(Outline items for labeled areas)
*****
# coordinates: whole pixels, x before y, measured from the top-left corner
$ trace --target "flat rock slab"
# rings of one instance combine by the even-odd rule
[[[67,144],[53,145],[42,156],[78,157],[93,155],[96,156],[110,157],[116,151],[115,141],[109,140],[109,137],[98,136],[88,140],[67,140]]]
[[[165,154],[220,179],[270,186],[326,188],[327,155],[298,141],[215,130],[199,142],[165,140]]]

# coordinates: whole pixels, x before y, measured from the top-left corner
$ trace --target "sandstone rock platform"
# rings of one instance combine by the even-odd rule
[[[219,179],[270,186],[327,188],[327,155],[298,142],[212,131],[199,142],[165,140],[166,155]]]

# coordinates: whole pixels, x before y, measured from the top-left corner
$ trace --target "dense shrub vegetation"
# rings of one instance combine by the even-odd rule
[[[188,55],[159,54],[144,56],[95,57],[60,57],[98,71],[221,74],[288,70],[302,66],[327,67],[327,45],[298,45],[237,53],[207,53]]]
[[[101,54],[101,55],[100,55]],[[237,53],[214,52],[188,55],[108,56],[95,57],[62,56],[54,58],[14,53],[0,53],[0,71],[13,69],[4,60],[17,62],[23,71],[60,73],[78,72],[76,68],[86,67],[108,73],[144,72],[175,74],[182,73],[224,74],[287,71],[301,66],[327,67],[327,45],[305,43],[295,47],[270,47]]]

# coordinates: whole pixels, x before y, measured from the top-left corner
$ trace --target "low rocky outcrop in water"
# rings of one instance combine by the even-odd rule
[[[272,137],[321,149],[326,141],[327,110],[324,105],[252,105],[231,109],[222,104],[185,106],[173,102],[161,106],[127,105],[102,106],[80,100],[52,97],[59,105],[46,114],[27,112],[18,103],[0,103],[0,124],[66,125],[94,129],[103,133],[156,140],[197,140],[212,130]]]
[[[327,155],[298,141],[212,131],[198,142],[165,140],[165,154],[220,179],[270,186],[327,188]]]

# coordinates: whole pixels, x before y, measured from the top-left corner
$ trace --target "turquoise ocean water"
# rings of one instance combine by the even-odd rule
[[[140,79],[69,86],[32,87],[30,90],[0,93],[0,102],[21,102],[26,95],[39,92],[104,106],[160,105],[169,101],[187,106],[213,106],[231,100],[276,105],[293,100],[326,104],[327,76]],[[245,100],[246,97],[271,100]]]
*****
Given instruction: State how many lines of the listing contain the string "trace", treating uppercase and lowercase as different, and give only the number.

Solution for this exercise: 5